§ **TASK REQUIREMENTS**: Your task is to transcribe the entries below exactly, beginning with the line containing "User query: short dark hair" and ending with the final line, and to add nothing else.

== MATERIAL SUPPLIED ==

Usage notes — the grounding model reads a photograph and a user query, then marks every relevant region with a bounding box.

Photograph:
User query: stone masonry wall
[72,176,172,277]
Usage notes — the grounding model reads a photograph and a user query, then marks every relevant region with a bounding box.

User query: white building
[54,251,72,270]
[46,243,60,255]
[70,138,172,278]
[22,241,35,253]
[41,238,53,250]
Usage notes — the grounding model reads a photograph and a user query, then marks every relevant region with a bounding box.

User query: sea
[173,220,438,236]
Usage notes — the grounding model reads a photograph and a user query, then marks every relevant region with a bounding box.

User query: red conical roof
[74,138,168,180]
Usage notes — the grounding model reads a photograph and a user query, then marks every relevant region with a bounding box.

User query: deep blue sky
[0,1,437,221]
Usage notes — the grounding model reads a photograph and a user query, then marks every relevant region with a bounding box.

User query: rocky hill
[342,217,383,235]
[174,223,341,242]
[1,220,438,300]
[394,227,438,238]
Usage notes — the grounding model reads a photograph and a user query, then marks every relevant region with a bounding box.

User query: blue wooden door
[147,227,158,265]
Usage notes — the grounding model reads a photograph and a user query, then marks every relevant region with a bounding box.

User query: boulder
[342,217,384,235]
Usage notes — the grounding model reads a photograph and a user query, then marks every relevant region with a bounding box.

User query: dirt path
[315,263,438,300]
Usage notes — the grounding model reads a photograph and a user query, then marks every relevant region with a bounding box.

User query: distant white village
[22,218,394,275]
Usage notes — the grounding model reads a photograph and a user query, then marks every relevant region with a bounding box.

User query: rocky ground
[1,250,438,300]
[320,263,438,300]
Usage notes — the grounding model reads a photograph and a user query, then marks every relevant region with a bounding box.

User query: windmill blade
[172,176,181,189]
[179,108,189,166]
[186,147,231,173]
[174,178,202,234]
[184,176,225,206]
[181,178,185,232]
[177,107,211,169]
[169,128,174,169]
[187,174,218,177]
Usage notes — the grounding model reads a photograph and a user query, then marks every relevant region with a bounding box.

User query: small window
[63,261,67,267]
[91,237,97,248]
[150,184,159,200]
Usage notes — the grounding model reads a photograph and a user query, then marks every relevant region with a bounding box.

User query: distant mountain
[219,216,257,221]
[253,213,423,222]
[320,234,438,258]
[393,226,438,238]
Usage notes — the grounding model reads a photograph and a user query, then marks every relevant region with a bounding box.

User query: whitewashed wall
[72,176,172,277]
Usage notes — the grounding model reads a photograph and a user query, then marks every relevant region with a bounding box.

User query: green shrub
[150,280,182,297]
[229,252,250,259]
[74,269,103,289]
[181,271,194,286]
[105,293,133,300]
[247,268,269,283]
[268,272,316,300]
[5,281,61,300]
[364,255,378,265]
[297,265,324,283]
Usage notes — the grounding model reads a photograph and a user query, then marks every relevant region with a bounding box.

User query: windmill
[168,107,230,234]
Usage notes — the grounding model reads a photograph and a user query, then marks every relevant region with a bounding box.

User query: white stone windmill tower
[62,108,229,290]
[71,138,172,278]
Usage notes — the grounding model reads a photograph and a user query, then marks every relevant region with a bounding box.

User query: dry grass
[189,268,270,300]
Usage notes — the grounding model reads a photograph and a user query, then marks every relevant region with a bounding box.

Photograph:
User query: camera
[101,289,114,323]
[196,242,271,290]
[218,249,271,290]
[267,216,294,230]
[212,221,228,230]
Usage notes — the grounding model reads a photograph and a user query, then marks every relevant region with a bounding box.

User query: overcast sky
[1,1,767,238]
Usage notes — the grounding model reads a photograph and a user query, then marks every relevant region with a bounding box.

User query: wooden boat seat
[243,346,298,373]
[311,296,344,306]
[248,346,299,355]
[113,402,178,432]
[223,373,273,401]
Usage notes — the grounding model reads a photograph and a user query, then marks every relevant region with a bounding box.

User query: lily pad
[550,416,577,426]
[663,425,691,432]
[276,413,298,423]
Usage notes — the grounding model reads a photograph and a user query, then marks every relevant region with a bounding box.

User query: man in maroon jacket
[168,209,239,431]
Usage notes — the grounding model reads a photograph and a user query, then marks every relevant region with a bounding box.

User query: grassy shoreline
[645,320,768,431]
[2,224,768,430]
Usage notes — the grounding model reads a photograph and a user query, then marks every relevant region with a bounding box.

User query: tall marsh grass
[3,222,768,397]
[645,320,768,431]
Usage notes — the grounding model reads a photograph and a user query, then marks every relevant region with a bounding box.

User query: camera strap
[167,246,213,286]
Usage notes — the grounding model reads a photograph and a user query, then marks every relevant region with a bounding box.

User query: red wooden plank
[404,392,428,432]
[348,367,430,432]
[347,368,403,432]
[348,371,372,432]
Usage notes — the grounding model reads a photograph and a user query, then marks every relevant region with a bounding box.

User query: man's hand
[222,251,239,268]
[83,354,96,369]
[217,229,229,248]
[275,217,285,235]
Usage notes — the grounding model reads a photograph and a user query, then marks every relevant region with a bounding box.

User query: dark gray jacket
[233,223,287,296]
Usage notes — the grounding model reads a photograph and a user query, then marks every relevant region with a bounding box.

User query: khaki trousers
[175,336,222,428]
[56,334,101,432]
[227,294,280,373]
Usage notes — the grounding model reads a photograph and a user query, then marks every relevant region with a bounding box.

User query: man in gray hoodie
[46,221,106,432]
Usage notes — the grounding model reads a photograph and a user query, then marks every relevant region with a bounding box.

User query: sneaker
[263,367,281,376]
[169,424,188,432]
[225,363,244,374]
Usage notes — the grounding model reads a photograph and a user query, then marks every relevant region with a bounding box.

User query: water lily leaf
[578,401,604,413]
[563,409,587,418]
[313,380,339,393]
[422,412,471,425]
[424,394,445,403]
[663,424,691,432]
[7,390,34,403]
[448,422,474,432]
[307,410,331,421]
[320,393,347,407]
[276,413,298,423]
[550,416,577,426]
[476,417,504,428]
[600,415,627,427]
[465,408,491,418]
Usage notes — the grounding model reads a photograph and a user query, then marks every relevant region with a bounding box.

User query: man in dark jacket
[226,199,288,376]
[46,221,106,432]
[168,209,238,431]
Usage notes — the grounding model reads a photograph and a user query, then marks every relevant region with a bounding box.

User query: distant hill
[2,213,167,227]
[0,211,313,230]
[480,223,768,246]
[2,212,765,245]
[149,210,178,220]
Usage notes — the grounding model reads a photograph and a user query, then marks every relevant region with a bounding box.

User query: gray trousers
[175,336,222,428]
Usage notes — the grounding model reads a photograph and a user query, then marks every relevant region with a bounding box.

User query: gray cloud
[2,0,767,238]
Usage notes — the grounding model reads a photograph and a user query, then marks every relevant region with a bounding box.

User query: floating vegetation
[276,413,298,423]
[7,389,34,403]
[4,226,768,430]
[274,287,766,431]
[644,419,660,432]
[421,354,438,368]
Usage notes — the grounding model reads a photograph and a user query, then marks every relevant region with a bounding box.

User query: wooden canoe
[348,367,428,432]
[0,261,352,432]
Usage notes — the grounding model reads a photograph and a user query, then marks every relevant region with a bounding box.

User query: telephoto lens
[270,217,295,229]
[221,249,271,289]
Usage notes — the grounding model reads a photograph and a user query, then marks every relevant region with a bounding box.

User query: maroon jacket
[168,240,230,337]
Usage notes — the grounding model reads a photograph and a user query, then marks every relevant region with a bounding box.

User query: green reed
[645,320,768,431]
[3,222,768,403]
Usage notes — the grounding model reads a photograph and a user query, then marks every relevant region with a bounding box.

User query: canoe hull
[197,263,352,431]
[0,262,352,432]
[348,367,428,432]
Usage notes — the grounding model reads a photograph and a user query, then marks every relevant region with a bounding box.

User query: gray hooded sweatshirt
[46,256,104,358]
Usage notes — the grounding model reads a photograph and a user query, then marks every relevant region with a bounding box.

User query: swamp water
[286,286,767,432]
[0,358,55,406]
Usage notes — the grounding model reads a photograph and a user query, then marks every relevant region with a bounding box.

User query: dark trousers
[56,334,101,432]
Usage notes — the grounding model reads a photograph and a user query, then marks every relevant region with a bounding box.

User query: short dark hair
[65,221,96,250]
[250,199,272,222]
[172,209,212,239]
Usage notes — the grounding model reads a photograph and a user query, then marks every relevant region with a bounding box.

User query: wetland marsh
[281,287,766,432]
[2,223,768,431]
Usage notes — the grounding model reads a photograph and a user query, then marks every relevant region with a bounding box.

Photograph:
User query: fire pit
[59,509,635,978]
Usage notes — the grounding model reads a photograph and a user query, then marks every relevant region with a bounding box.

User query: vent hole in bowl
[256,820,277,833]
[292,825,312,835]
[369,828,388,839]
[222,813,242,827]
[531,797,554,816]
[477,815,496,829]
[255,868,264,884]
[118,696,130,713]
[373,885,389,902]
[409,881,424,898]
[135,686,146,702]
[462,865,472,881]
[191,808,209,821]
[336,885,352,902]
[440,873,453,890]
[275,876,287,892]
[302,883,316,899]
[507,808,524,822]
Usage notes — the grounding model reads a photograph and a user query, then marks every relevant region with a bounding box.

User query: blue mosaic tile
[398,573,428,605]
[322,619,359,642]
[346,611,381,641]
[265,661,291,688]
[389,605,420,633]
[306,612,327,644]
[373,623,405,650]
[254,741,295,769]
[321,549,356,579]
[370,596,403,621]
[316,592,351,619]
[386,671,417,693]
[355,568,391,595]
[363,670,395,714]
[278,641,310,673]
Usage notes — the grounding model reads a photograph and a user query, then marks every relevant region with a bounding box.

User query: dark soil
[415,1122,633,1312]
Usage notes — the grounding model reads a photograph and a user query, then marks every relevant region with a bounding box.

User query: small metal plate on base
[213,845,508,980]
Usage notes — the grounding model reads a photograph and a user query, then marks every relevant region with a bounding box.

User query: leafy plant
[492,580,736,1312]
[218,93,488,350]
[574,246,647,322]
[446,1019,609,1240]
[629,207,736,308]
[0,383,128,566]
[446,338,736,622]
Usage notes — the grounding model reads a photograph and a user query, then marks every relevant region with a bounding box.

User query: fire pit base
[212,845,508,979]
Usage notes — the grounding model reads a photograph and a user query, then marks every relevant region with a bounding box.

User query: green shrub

===

§ **PROBLEM SOLUTION**:
User query: short dark hair
[65,221,96,250]
[250,199,272,222]
[172,209,212,239]
Usage notes — the grounding model reads a photograph and a user query, then marks every relevant region with a bounding box.

User query: wetland marsh
[281,287,766,432]
[2,223,768,431]
Usage notes — the grounding model reads a photograph and a user query, then marks every relevant region with a bounding box.

Photograph:
User query: fire pit
[59,509,635,978]
Usage notes — the grounding model reads a photograph and a user query, then marks every relevant region with a bounding box.

User query: vent hole in bowl
[256,820,277,833]
[292,825,312,835]
[369,828,388,839]
[222,813,242,827]
[531,797,554,816]
[477,815,496,829]
[255,868,264,884]
[118,696,130,713]
[373,885,389,902]
[409,881,424,898]
[135,686,146,702]
[462,865,472,881]
[191,808,209,821]
[336,885,352,902]
[440,873,453,890]
[275,876,287,892]
[302,883,316,899]
[507,808,524,822]
Usage notes — the grounding model reads a photograph and a user query, then marks every relevant region with a bounding box.

User query: blue mosaic tile
[398,573,428,605]
[322,619,359,642]
[346,611,381,641]
[265,661,291,688]
[389,605,420,633]
[306,612,327,644]
[373,623,405,650]
[254,741,295,769]
[321,549,356,579]
[370,596,403,621]
[316,592,351,619]
[386,671,417,693]
[355,568,391,595]
[363,670,395,714]
[278,641,310,673]
Usage notes — the grounding model reads a photograph and a user query, then marks every relevant region with a bounding box.

User query: dark soil
[415,1122,633,1312]
Usage notes — the grounding model reads a photograph and a user query, then marks every relevant region with a bounding box.

User query: small metal plate on base
[213,845,508,980]
Usage notes — the grounding model reads a photograph and a user query, then marks every relevant region with a bounding box.

User query: leafy plant
[492,580,736,1312]
[218,93,488,350]
[574,246,647,322]
[446,1019,609,1240]
[629,207,736,308]
[0,383,128,566]
[446,338,736,622]
Usage notes — the grounding model reads a photograph and a user query, then marks every relevant region with a bounding box.

User query: fire pit base
[212,845,508,979]
Usage notes — the grounding model reads a photograph and a user query, then marks every relevant region with a bounding box.

User query: green shrub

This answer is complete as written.